Work instructions> Copy the listing below word for word, from its start through the line that contains "[[[175,136],[172,133],[170,132],[163,157],[162,183],[190,166]]]", including that line, and leave the pictures out of your answer.

Source records>

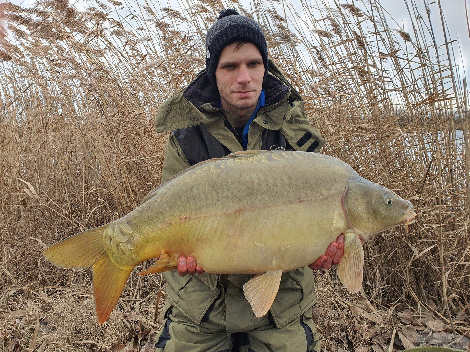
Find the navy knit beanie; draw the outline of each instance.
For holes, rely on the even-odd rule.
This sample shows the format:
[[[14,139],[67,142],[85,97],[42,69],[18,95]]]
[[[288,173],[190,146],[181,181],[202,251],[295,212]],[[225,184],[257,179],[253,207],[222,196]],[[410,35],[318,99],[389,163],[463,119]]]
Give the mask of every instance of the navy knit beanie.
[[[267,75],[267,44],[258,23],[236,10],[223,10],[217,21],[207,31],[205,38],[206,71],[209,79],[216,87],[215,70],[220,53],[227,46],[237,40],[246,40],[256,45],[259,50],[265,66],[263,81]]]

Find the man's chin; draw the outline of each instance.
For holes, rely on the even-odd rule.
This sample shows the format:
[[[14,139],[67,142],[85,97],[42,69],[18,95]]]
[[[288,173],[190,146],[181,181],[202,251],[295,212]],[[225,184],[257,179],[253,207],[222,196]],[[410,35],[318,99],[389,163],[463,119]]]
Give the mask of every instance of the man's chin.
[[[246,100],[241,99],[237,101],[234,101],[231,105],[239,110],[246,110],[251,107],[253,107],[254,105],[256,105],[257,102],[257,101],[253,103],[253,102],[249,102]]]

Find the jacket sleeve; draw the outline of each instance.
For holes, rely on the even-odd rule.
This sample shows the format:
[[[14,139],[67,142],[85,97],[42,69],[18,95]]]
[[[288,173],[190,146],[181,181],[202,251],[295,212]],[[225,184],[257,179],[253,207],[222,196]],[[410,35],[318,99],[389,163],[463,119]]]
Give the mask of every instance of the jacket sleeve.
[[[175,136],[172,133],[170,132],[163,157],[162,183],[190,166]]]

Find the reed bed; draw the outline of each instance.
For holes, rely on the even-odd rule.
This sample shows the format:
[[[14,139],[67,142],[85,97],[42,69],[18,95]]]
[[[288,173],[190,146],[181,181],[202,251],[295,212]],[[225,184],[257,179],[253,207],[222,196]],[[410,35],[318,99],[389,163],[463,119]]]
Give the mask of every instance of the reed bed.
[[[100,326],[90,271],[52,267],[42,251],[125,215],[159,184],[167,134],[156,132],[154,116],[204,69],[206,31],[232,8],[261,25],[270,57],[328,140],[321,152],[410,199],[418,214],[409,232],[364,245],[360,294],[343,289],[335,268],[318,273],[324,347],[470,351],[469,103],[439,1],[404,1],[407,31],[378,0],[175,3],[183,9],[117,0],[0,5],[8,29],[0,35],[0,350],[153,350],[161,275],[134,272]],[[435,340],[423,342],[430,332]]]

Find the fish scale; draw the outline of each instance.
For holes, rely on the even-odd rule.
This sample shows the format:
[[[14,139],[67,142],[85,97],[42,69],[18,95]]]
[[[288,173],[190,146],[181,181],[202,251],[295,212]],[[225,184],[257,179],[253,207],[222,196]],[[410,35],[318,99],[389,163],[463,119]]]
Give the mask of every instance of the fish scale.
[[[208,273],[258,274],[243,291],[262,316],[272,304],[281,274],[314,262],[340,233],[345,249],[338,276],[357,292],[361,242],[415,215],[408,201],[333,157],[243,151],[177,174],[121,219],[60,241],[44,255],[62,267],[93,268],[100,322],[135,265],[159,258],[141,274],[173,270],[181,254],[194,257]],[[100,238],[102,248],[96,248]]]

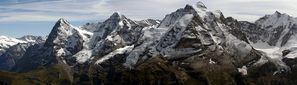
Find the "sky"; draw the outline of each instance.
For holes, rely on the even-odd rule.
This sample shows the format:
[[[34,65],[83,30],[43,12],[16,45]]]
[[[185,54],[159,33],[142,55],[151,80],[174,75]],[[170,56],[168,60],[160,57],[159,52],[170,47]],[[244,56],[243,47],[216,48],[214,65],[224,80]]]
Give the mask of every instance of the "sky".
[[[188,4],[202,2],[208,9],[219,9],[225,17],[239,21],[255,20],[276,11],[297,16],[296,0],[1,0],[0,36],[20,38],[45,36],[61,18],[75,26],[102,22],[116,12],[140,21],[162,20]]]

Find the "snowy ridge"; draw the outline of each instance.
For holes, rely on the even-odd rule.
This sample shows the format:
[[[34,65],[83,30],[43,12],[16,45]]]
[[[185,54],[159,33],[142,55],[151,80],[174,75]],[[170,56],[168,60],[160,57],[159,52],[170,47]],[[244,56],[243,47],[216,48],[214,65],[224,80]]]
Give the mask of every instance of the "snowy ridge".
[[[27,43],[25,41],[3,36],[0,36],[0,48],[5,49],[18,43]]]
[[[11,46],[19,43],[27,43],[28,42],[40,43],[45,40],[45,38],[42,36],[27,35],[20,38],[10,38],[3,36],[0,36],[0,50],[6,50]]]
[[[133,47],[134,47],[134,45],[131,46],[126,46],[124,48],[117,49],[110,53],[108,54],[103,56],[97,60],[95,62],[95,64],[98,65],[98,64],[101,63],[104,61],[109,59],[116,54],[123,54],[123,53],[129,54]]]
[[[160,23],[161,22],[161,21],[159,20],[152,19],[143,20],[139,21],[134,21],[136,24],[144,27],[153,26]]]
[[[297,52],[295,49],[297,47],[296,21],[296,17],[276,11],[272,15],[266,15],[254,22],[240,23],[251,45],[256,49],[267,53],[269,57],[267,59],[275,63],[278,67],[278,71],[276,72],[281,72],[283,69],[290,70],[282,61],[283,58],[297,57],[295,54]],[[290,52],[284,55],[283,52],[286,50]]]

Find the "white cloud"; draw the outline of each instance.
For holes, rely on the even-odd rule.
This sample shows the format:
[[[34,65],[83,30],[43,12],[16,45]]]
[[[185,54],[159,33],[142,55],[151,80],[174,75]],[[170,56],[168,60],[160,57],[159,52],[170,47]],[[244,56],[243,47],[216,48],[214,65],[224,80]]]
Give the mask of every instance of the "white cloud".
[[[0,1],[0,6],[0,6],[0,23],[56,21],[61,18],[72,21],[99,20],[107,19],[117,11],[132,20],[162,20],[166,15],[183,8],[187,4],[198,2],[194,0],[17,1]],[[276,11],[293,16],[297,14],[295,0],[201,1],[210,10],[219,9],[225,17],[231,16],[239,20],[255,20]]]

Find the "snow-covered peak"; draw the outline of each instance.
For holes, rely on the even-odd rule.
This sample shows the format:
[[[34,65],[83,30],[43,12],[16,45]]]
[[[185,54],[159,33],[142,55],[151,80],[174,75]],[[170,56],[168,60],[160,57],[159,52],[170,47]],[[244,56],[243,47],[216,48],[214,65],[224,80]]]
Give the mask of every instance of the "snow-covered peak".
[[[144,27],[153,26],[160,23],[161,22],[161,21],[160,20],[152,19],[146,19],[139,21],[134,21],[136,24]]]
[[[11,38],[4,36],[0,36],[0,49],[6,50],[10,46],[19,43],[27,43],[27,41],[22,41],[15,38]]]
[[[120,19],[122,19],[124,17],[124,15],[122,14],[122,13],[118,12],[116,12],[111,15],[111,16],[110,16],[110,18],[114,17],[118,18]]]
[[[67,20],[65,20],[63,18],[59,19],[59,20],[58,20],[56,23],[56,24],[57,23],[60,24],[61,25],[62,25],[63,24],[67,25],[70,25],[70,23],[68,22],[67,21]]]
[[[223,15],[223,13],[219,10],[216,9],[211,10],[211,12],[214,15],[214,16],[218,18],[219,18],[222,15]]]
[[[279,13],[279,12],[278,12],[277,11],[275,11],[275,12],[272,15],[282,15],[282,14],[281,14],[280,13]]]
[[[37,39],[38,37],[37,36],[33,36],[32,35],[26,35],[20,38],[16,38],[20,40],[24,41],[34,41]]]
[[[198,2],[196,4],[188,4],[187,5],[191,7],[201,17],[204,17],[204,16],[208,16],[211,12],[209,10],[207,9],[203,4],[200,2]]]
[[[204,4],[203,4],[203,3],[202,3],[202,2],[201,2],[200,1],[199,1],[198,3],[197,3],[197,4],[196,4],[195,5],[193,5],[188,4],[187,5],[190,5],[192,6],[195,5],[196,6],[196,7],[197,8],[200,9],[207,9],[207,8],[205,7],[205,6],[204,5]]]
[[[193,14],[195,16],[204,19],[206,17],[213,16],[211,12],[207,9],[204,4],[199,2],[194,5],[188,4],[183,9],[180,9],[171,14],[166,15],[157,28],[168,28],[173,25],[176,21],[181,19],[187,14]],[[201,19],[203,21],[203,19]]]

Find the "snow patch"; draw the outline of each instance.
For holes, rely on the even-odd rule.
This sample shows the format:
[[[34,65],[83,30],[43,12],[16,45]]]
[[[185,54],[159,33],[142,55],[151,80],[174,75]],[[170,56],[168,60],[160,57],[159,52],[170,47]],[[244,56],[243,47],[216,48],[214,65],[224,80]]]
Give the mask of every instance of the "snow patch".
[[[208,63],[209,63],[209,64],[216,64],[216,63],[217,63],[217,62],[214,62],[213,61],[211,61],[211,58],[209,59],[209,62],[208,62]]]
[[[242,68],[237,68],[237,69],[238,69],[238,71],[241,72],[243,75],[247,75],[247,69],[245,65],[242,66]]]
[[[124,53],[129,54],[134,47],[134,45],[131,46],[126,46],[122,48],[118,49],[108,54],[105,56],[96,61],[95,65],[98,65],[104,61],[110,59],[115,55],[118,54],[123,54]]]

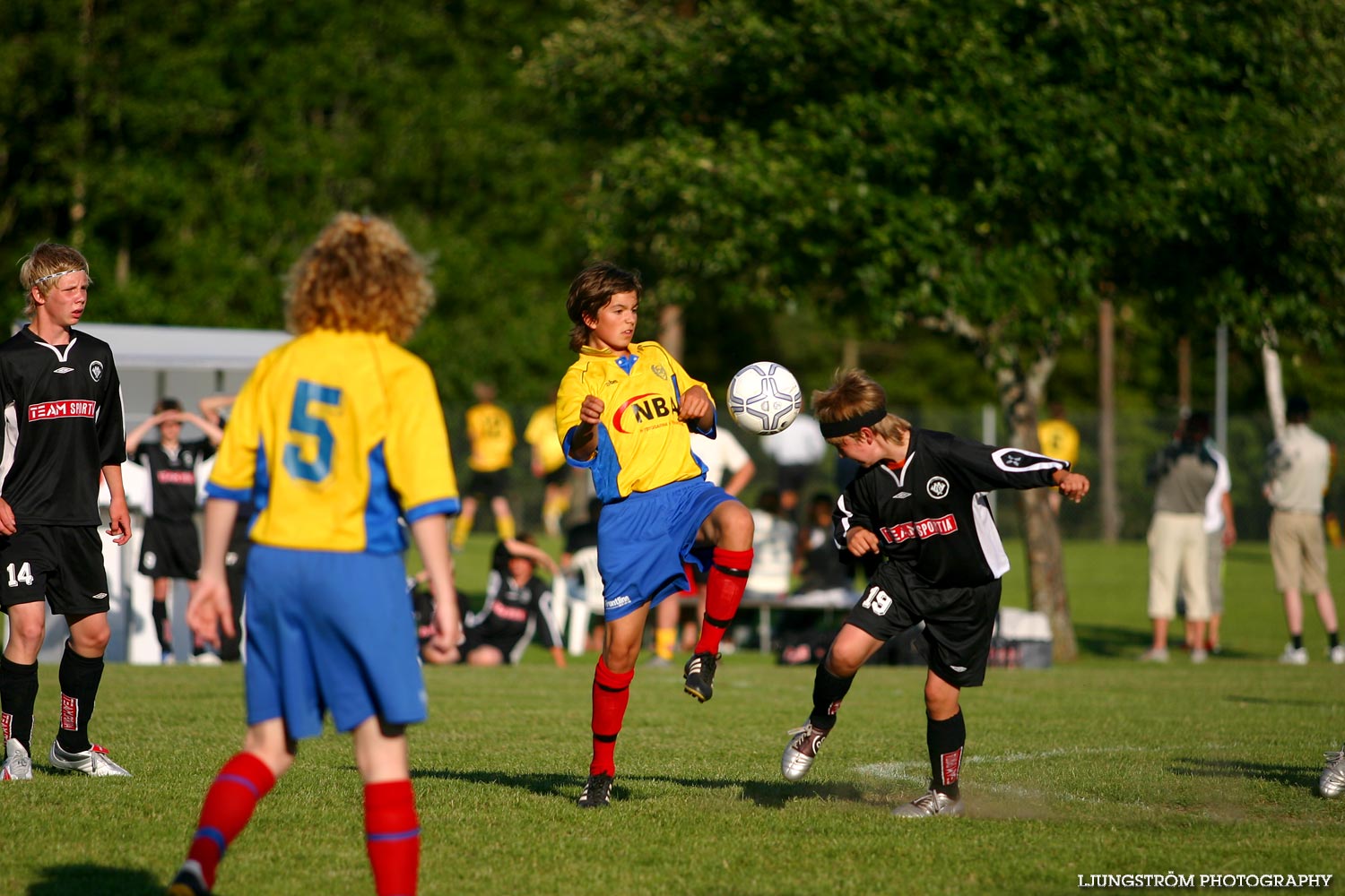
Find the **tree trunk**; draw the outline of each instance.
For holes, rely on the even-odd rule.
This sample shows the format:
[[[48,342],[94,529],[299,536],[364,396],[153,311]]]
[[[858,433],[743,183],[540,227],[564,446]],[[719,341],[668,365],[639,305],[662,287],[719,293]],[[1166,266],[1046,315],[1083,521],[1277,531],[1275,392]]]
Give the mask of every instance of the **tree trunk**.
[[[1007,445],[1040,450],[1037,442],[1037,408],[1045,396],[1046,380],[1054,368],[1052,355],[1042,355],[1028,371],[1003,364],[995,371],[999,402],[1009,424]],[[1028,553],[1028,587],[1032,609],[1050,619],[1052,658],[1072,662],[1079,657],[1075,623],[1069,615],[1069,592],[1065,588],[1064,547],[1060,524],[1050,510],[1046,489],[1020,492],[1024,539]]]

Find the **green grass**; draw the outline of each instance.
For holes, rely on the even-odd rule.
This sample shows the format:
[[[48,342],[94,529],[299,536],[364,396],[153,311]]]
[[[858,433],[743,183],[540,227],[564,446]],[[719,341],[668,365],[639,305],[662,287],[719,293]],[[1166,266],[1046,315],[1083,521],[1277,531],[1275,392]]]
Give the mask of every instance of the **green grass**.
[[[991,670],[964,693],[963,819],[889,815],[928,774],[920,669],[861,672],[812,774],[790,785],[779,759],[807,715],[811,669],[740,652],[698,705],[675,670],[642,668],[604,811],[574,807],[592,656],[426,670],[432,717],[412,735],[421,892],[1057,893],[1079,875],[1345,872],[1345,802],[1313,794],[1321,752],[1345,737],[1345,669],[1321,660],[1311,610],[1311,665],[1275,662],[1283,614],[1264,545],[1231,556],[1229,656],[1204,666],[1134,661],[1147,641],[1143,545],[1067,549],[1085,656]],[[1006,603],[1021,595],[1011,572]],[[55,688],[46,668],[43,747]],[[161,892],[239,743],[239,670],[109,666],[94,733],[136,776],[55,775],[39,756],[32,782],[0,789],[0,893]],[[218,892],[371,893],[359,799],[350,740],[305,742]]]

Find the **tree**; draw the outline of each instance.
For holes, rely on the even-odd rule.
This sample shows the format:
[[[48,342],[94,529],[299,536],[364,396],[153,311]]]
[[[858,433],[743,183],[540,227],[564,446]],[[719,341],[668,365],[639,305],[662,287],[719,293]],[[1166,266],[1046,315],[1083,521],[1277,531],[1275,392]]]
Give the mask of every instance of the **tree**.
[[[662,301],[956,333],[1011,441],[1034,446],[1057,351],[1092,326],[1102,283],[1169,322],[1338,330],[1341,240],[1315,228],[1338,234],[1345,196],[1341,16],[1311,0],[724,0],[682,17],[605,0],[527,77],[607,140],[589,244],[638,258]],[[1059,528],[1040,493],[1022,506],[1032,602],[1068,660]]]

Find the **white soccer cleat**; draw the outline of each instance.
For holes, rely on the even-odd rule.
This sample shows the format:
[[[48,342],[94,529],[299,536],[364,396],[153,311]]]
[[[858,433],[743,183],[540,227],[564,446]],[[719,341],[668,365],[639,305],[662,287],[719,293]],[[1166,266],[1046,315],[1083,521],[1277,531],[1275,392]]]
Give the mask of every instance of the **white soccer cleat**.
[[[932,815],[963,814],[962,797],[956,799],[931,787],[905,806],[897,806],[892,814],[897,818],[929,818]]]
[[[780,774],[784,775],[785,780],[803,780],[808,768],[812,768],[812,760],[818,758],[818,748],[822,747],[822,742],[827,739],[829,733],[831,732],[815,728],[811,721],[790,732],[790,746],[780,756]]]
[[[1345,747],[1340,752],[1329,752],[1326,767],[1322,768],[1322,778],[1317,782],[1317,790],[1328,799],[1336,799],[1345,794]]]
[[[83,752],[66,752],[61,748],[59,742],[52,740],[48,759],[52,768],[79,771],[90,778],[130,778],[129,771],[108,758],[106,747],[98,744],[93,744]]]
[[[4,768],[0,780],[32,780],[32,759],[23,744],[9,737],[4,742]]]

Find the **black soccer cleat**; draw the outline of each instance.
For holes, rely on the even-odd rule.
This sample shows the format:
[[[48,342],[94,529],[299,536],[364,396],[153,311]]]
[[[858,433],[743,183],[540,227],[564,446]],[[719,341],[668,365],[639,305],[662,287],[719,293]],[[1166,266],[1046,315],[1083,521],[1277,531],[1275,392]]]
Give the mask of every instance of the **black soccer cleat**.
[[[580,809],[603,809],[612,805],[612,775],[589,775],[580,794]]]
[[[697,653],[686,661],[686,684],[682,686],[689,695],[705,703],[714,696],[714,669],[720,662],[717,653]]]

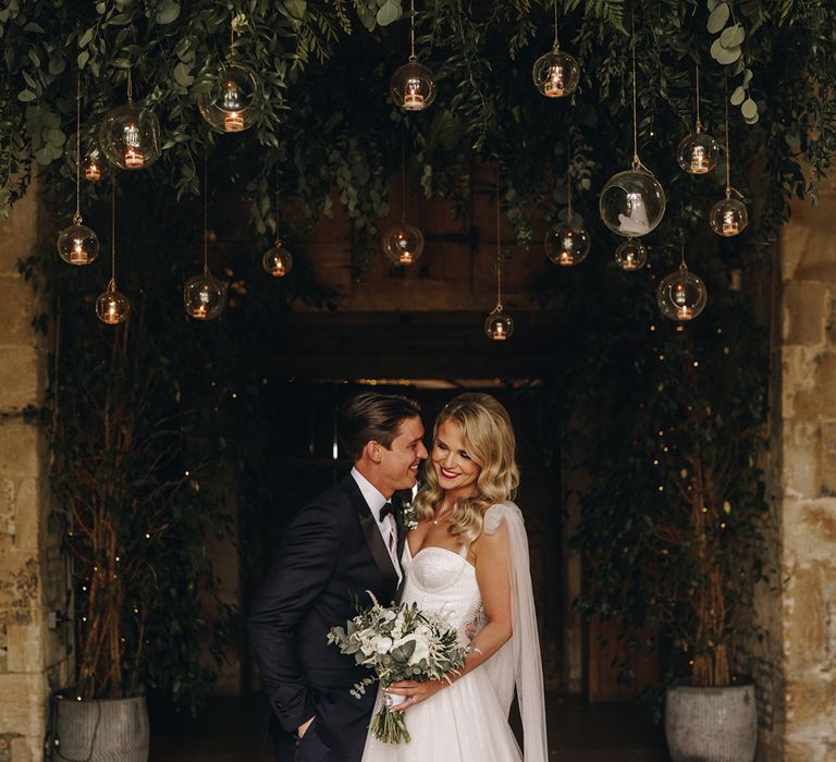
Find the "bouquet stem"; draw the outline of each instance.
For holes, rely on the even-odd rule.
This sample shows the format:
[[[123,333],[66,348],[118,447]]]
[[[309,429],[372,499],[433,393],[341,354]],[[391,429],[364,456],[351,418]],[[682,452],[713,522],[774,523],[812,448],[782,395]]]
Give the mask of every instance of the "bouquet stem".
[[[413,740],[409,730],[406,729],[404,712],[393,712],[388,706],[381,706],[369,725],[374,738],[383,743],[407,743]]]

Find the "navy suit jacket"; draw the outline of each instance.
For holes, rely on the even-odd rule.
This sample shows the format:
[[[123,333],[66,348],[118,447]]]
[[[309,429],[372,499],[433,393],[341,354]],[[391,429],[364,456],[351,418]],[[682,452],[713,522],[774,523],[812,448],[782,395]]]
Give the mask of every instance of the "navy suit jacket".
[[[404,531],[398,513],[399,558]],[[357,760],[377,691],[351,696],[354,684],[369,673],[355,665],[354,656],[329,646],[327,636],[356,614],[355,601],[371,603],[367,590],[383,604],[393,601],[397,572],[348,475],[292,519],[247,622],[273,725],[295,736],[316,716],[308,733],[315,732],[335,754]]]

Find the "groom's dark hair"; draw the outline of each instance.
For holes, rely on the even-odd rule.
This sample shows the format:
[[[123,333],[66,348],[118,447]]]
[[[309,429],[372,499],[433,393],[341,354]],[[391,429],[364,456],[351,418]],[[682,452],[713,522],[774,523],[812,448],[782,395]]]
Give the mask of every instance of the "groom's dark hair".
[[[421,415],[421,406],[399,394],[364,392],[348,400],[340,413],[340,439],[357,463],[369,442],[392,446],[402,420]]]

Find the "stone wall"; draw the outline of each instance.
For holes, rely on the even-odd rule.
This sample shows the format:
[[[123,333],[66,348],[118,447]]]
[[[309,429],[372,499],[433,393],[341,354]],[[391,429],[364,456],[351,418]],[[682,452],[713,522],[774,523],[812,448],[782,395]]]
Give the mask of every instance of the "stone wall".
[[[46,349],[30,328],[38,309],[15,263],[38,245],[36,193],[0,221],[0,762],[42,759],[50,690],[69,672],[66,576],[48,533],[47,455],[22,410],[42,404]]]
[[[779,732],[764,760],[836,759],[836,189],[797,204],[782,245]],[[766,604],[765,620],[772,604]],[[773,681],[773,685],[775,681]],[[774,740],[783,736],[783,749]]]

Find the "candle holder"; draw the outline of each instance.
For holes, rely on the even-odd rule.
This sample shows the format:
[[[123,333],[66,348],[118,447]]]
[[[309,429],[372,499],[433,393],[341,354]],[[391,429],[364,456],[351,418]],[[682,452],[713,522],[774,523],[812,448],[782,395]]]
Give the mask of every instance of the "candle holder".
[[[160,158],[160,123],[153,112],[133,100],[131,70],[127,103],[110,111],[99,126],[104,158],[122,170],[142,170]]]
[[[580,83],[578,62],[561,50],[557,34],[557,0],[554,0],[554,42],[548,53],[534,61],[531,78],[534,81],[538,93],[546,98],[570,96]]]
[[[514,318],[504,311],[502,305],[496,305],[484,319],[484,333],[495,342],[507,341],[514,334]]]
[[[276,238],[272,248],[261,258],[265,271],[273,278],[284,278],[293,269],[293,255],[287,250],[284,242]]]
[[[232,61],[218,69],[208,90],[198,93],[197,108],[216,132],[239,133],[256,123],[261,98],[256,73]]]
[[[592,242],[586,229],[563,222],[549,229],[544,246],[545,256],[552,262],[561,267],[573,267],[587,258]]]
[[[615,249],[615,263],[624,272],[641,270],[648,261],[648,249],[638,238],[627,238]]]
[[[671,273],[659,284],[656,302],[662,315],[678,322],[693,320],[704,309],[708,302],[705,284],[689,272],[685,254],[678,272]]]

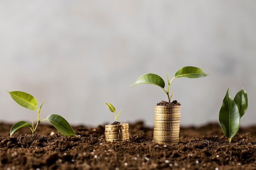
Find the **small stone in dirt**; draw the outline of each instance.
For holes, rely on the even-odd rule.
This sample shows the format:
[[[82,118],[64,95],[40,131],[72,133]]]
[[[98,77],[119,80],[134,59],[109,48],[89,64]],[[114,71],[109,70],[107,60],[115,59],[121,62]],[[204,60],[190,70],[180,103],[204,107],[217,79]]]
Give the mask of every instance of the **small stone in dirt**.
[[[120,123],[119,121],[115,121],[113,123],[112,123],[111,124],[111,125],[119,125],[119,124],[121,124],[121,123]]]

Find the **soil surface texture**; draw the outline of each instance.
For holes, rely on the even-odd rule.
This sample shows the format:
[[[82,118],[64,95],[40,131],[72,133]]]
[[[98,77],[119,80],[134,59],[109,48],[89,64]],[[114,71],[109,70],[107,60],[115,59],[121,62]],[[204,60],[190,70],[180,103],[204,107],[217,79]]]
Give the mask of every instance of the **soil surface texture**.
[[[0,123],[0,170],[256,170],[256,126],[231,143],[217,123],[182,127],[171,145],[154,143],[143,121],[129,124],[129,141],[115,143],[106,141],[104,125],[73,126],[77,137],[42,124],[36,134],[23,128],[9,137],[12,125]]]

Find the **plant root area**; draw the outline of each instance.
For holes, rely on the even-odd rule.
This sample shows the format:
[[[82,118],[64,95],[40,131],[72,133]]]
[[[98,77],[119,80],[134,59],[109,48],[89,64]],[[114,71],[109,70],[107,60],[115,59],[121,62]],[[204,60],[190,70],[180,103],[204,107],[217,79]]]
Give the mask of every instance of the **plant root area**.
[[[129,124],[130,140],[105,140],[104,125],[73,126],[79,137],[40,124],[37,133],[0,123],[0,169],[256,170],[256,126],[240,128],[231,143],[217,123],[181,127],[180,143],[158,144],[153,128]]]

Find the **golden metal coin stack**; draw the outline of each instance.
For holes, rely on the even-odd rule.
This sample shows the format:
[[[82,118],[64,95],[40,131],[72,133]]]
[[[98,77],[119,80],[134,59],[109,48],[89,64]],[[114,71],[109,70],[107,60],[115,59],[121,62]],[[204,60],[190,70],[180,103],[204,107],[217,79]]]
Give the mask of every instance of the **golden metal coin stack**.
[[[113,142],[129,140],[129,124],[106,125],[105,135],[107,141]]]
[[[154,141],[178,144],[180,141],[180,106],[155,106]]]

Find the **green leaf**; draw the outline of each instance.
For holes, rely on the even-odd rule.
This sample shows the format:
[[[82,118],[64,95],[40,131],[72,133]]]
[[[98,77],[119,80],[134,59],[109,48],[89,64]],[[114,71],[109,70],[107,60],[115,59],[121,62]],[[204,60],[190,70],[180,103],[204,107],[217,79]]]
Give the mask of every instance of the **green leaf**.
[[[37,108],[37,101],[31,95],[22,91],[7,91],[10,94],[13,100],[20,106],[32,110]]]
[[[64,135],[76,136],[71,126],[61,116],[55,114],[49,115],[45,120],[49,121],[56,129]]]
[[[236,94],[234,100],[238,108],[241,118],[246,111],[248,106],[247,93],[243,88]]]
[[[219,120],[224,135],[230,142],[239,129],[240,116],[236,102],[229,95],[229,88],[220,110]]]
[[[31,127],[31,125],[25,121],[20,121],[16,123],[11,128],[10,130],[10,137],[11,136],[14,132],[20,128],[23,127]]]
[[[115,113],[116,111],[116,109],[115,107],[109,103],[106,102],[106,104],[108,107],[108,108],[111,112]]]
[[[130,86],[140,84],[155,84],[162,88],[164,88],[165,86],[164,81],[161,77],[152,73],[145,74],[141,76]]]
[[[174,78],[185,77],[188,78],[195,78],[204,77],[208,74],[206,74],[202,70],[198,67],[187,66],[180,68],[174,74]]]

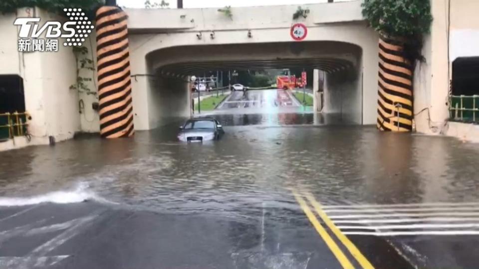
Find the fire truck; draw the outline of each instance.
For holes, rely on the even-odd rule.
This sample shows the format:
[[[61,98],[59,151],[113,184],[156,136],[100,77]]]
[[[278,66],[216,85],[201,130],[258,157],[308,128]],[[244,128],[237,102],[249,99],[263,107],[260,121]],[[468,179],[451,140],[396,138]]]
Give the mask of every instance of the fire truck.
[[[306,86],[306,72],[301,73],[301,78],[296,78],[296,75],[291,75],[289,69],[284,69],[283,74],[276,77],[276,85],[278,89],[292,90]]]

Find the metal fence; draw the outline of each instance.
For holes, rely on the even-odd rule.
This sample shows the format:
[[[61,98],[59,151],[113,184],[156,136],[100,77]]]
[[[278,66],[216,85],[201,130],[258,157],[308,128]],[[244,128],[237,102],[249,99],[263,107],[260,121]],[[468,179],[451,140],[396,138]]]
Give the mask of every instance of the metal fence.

Response below>
Find the navy knit beanie; draw the outline of each instance.
For holes, rely on the even-odd rule.
This sample shows the format:
[[[14,139],[67,142],[85,97],[42,69],[18,95]]]
[[[288,173],[190,146],[181,181],[202,251],[295,212]],[[225,184],[257,179],[253,207],[222,196]],[[410,35],[318,99],[389,163],[463,119]]]
Give the mask of every instance of the navy knit beanie.
[[[267,75],[267,44],[258,23],[236,10],[223,10],[217,21],[207,31],[205,38],[206,71],[209,79],[216,87],[215,70],[220,53],[227,46],[237,40],[246,40],[256,45],[259,50],[265,66],[263,81]]]

Find the man's chin; draw the outline of each instance.
For holes, rely on the even-odd rule.
This sample shows the format:
[[[14,139],[67,142],[85,97],[42,69],[18,95]]]
[[[288,173],[190,146],[181,181],[202,251],[295,212]],[[225,184],[257,179],[253,207],[222,196]],[[410,35],[318,99],[389,163],[463,119]]]
Give the mask of every instance of the man's chin.
[[[246,100],[241,99],[237,101],[234,101],[231,105],[239,110],[246,110],[251,107],[253,107],[254,105],[256,105],[257,102],[257,101],[253,103],[253,102],[249,102]]]

Find the jacket sleeve; draw the outline of each instance.
For holes, rely on the even-odd rule.
This sample shows the format:
[[[14,139],[67,142],[85,97],[42,69],[18,95]]]
[[[288,173],[190,146],[181,181],[202,251],[295,212]],[[225,184],[257,179],[253,207],[222,196]],[[410,35],[318,99],[389,163],[463,119]]]
Give the mask of every instance of the jacket sleeve.
[[[175,136],[172,133],[170,132],[163,157],[162,183],[190,166]]]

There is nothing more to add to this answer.